The ease with which both basic publishing and indexing/editing can be done is strongly dependent on the quality of the software tools available. This improved dramatically during the study. Currently there is free software (e.g. Apple ChapterTool, and Audacity) to make it moderately easy, and new software (iLife06) to make it very easy for a moderate cost. Still more cheap software is being released as we write that may make it even easier.

 

IT support

 

The basic playback facilities, both software and hardware, are typically already owned by students and the university. The server disk space for storing the sizeable audio files will require managing, but is largely available and affordable. The iTunes distribution software is free and available for both Mac and PC platforms, although there may be some concerns about the network traffic generated. The hardware and software for recording is already owned except, currently, for microphones for iPods. It should be easy to arrange for students and staff to be able to post (publish) recordings to servers without IT staff intervention, just as web pages may be published. Thus there will be some management and setup by IT support required, but should be no daily labour.

 

Educational applications of podcasting

 

While the first application of podcasting most people think of is to record lectures, in fact the most obvious added value to emerge from our study is recording seminars. Other applications are also promising.

 

Seminars

 

In our study, one course split the class into two groups, which had seminars at the same time in adjacent rooms with different staff members. Staff as well as students were very interested in hearing how the discussion had gone in the other group. Because seminars depend strongly on student contributions, there are no slides nor prepared "lecture notes": an audio recording is the only appropriate record to consult. Furthermore, as one interviewee pointed out, the skills of note-taking in lectures do not work in seminars except for non-participating "loafers" because the demands of participation interfere with reflection and writing notes. Seminars may therefore be the single clearest added benefit of audio recordings for a course.

 

Lectures

 

Nevertheless our evaluation made clear that students like the idea, at least, of having recordings of lectures available, and a number used or tried to use them. On the other hand there is a long, if intermittent, history of recording lectures, and many experienced staff feel it has never proved worthwhile. What are the pros and cons, and is the situation any different now?

 

The most important new aspect to the situation is that it is now a lot cheaper and easier to make the recordings, to distribute them, and to replay them. Instead of needing technicians to attend to make the recording, library space to store them, and booking replay facilities in the library to listen to them, relatively little effort is needed to capture and distribute them, and students can then have them ready to hand either on their own personal equipment or on PCs provided across campus.

▸ **Set tasks**:
**1.** Can you reproduce word for word the part of the podcasting passage that opens with the words containing "Educational applications of" and closes with "are also promising."?
**2.** How would you carry the podcasting passage forward, picking up right after its final sentence?

▸ **Data rows**:
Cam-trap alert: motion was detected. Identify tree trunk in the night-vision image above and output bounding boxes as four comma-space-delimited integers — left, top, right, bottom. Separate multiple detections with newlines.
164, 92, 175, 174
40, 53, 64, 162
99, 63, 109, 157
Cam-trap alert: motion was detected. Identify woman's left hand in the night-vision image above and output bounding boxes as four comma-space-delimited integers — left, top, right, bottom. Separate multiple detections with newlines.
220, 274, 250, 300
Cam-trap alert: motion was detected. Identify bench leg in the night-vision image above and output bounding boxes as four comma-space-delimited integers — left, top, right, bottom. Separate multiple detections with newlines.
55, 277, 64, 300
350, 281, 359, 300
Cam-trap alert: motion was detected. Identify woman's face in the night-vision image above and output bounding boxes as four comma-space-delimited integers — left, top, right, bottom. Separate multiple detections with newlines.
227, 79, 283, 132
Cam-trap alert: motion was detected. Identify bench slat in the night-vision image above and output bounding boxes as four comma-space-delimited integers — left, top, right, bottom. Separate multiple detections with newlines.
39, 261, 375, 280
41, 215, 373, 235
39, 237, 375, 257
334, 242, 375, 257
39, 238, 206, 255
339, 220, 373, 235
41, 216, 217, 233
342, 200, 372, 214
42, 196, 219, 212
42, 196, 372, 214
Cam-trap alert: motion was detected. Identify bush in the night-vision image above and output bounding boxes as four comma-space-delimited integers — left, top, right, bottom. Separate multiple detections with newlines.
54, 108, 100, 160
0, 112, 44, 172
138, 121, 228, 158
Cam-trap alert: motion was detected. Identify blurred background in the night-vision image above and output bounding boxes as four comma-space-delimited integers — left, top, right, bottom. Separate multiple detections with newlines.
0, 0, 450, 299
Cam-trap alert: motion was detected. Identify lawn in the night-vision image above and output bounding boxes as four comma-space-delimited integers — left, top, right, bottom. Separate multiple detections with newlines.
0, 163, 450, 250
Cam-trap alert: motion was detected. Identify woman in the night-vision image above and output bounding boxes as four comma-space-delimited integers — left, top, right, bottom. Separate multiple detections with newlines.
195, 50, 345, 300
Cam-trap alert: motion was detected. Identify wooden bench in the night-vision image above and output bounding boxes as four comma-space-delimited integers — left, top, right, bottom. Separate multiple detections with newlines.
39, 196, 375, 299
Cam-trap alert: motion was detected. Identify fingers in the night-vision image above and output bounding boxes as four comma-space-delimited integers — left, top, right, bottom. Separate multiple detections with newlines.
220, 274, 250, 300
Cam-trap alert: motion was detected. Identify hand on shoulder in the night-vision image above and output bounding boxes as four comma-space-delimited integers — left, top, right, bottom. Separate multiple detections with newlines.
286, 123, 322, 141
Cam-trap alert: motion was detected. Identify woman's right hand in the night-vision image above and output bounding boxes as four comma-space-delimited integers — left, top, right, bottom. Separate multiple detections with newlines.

▸ **Responses in order**:
**1.**
Educational applications of podcasting

 

While the first application of podcasting most people think of is to record lectures, in fact the most obvious added value to emerge from our study is recording seminars. Other applications are also promising.

**2.**
The greater efforts now made to support both deaf and foreign students also mean that the routine provision of recordings is now seen as more desirable too. If they are provided to all students, this also helps these groups of students to use only "normal" provisions, rather than having to label themselves as requiring special treatment.

 

However the actual impact and utility of recording lectures is likely to vary greatly from case to case. Detailed study of this should be a main focus of interest in any future studies. For example, if (for a given student) a lecturer delivers material at or above the limit of what they can process, then (as one interviewee noted) having a recording as backup allows the student to listen for understanding undistracted by the need to take notes on the spot. Indeed, it would become reasonable to add more content than would be intelligible at the time to the least able student in the room. Conversely, if for a given student the lecture is largely redundant with respect to their existing knowledge (e.g. they have read ahead in the textbook, or they covered this topic in an earlier course) then they do not need to attend just to make sure they don't miss one or two new points. Instead, they could play through the recording while travelling just to make sure. A different issue again is that quite often, lectures contain examples and illustrations that are not recorded in books or lecture slides or notes, but are more off the cuff. The current common practice of making slides available to students usually misses this additional material. An audio recording may be the only record provided of these other than students' own notes. It is thus unlikely that there is any general answer to whether lecture recordings are useful or not. It will depend upon the style of that particular lecture, the study skills and habits of each individual student, how these two interact, and furthermore on whether the student has developed new practices that make use of such recordings. In addition, lecturers too may adapt their practice to the reliable provision of recordings. It seems likely however that significant benefit will often emerge.

 

Finally another historic objection to making recordings of lectures has been that if you go to that trouble, why not record the world's greatest expert on the subject so that all can share the best? Part of the answer to that is that the effort and cost of recording is now in effect a tiny part of what it was: it doesn't require exceptional value to justify it. The other part is that lectures as given are typically a personal communication to a particular group of learners at a particular moment. They are not addressed to the world, nor to posterity. Podcasting matches this aspect of fleeting timeliness, and its connection with a community of learners is discussed below. In other words, lectures in reality are often both social and adapted on the spot to the audience: podcasting captures these features, while published lecture notes and slides, and canned lectures from experts, do not.

 

Additional spoken material from lecturers

 

Podcasting is a new medium, and so offers new opportunities. In our study, one lecturer recorded a 15 minute address that was delivered only over this medium, rather than being a backup recording of a lecture. There is no need to stick to any particular conventional length such as 50 minutes. It can be used for revision advice or delivering something in a different tone or "voice". Many lecturers of course have got used to using email or other text postings for such "side channel" or irregular, supplementary communications. Now voice or video can also conveniently be used.

 

Gilly Salmon (personal communication) has observed a course where face to face lectures had to be replaced by written materials as the lecturer's administrative duties now prevent him from delivering it conventionally. However weekly podcasts by him have maintained the personal feeling of being in touch, and raised, not lowered, the student ratings. These podcasts are not written in advance of the course (as lectures often are) but are created from scratch each week, dealing with current events and reactions on the course: so the feeling of being in touch stems from their contingent content.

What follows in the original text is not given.